◆ Alıştırmanın Amacı: Yeni yıla ilişkin yazıda "HOŞGELDİN 2022" ifadesinden başlayıp "önlemlerin yetersizliği görülmektedir." ifadesine kadar süren bölümü hiçbir değişiklik yapmadan aynen yineleyiniz.

◆ Belge:
HOŞGELDİN 2022
Suay Karaman
Büyük sıkıntılarla 2021 yılını geride bıraktık, 2022 yılının umutlarımızın tazelendiği bir yıl olmasını diliyoruz. Ancak yaşanan günlerde yapılanları gördükçe bu dileğimizin gerçekleşmesinin çok zor olduğunu da biliyoruz.
2020 yılında başlayan koronavirüs salgını devam etmektedir. 2020 yılında gerçekliği tartışılan resmi verilere göre ülkemizde 20.881 kişi yaşamını yitirmişti. 2021 yılında ise aşı bulunmasına karşın yine gerçekliği tartışılan resmi verilere göre ülkemizde 61.027 kişi yaşamını yitirmiştir. Küresel salgın tüm hızıyla devam ederken, siyasi iktidarın aldığı önlemlerin yetersizliği görülmektedir.

◆ Sağlanan Bilgiler:
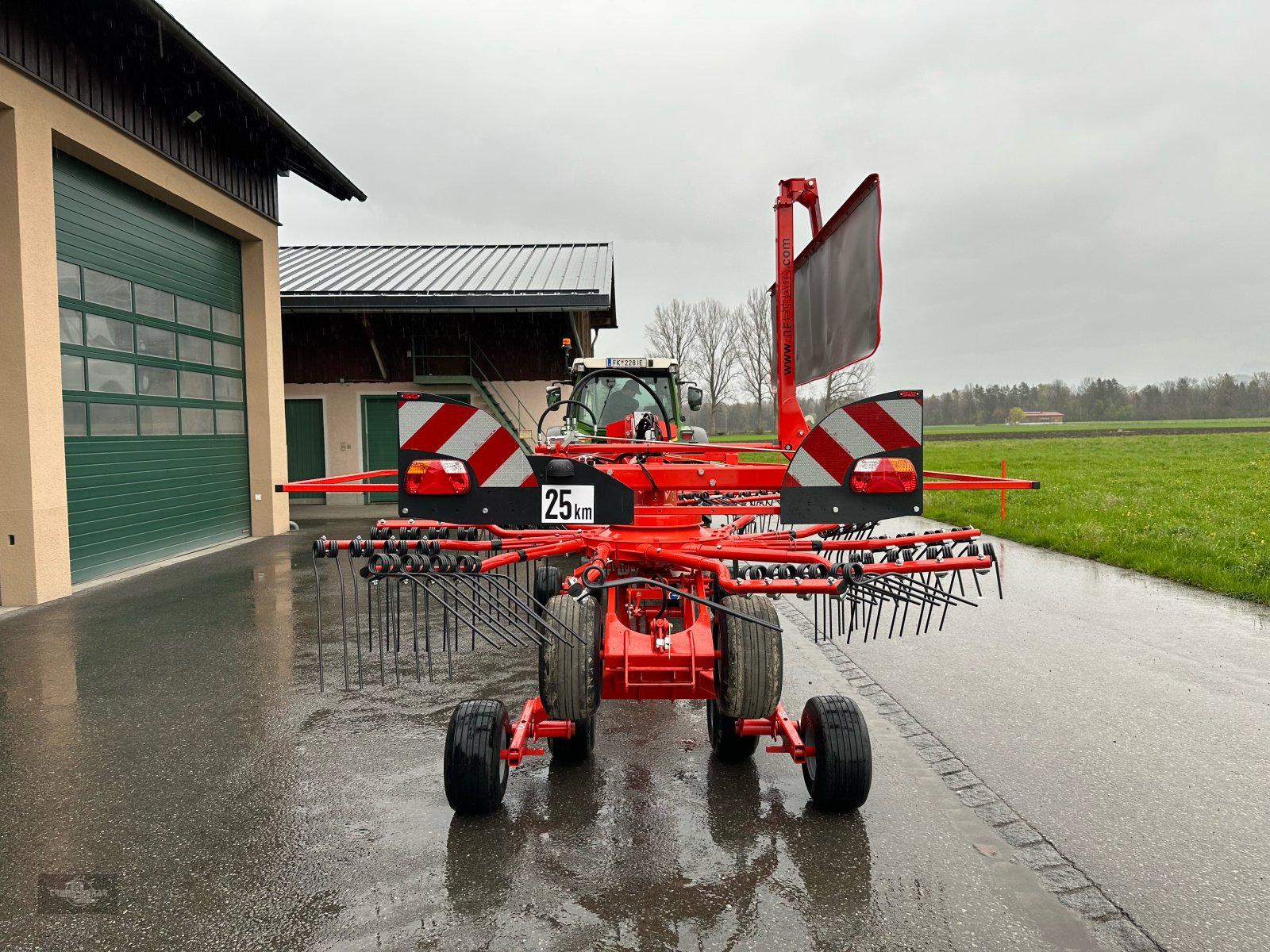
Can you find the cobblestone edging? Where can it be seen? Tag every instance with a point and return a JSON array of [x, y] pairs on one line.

◆ Tamamlanmış Görev:
HOŞGELDİN 2022
Suay Karaman
Büyük sıkıntılarla 2021 yılını geride bıraktık, 2022 yılının umutlarımızın tazelendiği bir yıl olmasını diliyoruz. Ancak yaşanan günlerde yapılanları gördükçe bu dileğimizin gerçekleşmesinin çok zor olduğunu da biliyoruz.
2020 yılında başlayan koronavirüs salgını devam etmektedir. 2020 yılında gerçekliği tartışılan resmi verilere göre ülkemizde 20.881 kişi yaşamını yitirmişti. 2021 yılında ise aşı bulunmasına karşın yine gerçekliği tartışılan resmi verilere göre ülkemizde 61.027 kişi yaşamını yitirmiştir. Küresel salgın tüm hızıyla devam ederken, siyasi iktidarın aldığı önlemlerin yetersizliği görülmektedir.